Instructions for the task: Please reproduce the data from the line containing "for any terracotta" down to the line containing "224 79 434 119", swapping every "audit" for "inspect" and leaving the rest untouched. Return only those lines.
* begin *
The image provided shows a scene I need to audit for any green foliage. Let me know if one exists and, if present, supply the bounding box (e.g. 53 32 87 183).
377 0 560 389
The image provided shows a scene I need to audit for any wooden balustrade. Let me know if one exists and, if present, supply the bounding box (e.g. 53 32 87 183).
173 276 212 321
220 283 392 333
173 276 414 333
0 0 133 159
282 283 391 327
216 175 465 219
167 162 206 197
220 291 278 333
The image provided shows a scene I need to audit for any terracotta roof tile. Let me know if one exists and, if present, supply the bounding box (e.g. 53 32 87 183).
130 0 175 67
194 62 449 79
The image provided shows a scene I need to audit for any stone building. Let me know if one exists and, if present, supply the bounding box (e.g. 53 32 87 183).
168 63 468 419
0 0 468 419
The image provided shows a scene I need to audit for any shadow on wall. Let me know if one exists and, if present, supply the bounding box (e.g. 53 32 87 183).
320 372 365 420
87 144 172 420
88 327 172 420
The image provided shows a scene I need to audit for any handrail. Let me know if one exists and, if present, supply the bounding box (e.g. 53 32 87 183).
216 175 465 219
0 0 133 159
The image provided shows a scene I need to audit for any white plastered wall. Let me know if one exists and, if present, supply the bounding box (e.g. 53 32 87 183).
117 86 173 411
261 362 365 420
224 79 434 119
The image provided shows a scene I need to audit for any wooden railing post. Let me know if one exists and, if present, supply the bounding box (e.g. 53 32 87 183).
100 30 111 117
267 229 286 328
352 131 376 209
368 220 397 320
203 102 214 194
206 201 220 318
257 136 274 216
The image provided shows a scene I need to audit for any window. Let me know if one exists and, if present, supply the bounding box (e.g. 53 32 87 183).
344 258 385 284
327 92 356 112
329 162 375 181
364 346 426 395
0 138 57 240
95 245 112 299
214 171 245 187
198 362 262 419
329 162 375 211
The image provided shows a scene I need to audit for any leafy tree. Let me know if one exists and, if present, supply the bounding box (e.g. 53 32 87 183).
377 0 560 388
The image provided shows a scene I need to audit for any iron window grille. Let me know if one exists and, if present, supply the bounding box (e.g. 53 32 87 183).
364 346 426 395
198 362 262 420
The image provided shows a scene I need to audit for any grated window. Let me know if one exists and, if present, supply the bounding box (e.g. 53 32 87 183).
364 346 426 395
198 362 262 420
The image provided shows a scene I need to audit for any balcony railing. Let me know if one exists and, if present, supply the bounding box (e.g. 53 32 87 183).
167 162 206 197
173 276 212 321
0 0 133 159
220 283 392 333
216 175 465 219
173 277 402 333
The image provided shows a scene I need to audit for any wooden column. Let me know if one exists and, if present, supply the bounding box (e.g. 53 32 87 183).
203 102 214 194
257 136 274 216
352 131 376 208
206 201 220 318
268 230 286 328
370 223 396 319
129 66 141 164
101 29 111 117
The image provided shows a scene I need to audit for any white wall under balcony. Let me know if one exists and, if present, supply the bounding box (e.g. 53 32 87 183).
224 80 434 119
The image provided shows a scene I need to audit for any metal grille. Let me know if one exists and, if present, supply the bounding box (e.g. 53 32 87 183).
* end *
Output:
The image provided shows a scene I need to inspect for any terracotta roof tile. Let me know if one exists and, if present, supply the bounding box (e.g. 53 32 87 183).
130 0 175 67
194 62 449 79
The image provided shows a scene I need to inspect for any stone building. Let me know if one exists and, if present, supply the bounding box (e.g. 53 32 87 183).
168 63 468 419
0 0 468 419
The image provided shows a scene I need to inspect for any shadow on wall. Let me know if one exists and, if present, supply the bounding box (e.g. 53 32 87 183).
320 372 365 420
87 144 172 420
88 327 172 420
The image provided shows a scene I need to inspect for any handrail. Let me know if one exists and, if present, supply the bounding box (e.g. 53 32 87 183).
216 175 465 219
0 0 133 159
The image provided shows a scene I need to inspect for any white plastered wall. Let me know if one exists and, if present, supply the bounding box (e.g. 53 32 87 183).
117 86 173 411
261 362 365 420
224 79 434 119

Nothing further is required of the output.